Published on March 3, 2015 by Fred Zaspel

P&R, 2013 | 388 pages

In his Salvation By Grace: The Case for Effectual Calling and Regeneration Matthew Barrett provides a thorough discussion of this (as Warfield called it) “hinge of Calvinistic soteriology.” His work brings definitive clarity to the subject for all involved, and it demands a hearing from any who would take an opposing position.

Here’s how I (FGZ) tried to capture its significance in my endorsement:

Barrett’s examination of this critical area of theology is historically informed, providing an accurate setting and perspective for the discussion. It is also theologically precise, providing definitive expositions of all sides of the debate. It is surprisingly exhaustive, treating all the primary arguments and related responses responsibly. And, most importantly, it is exegetically compelling, bringing God’s own Word to bear on a doctrine designed to bring him glory. A valuable resource indeed! Highly recommended.

Matthew, Executive Editor at Credo Magazine is a good friend of Books At a Glance, and we’re glad to have him talk to us today about his work – and about this doctrine that demonstrates so compellingly that salvation is by grace.

Books At a Glance (Fred Zaspel):
First, what is your thesis in this book? Can you summarize for us the doctrine you are seeking to expound and defend? And while you’re at it, perhaps you could explain the terms “synergism” and “monergism.”

Salvation by Grace argues that in Scripture God’s saving grace is monergistic—meaning that God acts alone to effectually call and monergistically regenerate the depraved sinner from death to new life — and therefore effectual calling and regeneration causally precede conversion in the ordo salutis (i.e., order of salvation), thereby ensuring that all of the glory in salvation belongs to God not man. Stated negatively, God’s grace is not synergistic — meaning that God cooperates with man, giving man the final, determining power to either accept or resist God’s grace — which would result in an ordo salutis where regeneration is causally conditioned upon man’s free will in conversion and, in the Calvinist’s opinion, would rob God of all of the glory in salvation. As J. I. Packer states, “All Arminianisms involve a measure of synergism, if not strong (God helps me to save myself) then weak (I help God to save me).” And as John R. de Witt concludes, synergism essentially is “an attack upon the majesty of God, and puts in place of it the exaltation of man.”

Books At a Glance:
What passage or passages of Scripture would you think state or summarize your thesis most clearly?

There are so many of them! In fact, there are so many it might take a 400 page book to address them. But seriously, there are some that really stand out. Here is a short list for unacquainted readers to start with.

  • Effectual Calling: John 6:35-65; Romans 8:28-30; 1 Corinthians 1:18-31; 2 Timothy 1:9; 1 Peter 2:9-10.
  • Monergistic Regeneration: Jeremiah 31:33; 32:39-40; Ezekiel 36:26-27; John 3:3-8; 2 Corinthians 4:3-6; Ephesians 2:1-7; Colossians 2:11-14; Titus 3:3-7; 1 John 5:1; 1 Peter 1:3-4.

INFORMATION SUPPLIED =>
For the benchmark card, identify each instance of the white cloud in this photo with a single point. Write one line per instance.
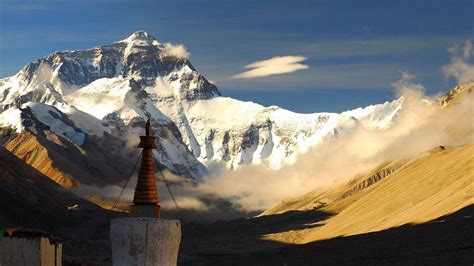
(176, 50)
(273, 66)
(460, 68)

REQUESTS =>
A. In the Salvation by Grace interview, what position does Matthew Barrett hold at Credo Magazine?
B. List every Scripture reference that the Salvation by Grace interview gives under "Effectual Calling."
C. Carry on the Salvation by Grace interview from the point where it stops.

OUTPUTS IN ORDER =>
A. Executive Editor

B.
John 6:35-65
Romans 8:28-30
1 Corinthians 1:18-31
2 Timothy 1:9
1 Peter 2:9-10

C.
These are only a small slice of the pie, but they will whet your appetite for more.

Books At a Glance:
Explain for us how this discussion is related to the doctrine of total depravity.

Perhaps the best way to answer this question is by picking on an analogy that is often used. Our salvation, it is said, is like a man who has fallen into the ocean and is drowning. Jesus comes along and throws a life preserver near the drowning man. However, as much as Jesus pleads with the man to take the life preserver, ultimately everything comes down to whether the man in the water will swim over and take it. Everything depends upon his choice.  

In light of what Scripture has to say, this is a very inaccurate analogy. We are not trying to keep our heads above water. No, we have already drowned and our body lies dead at the bottom of the ocean. We don’t need a life preserver. We need a resurrection!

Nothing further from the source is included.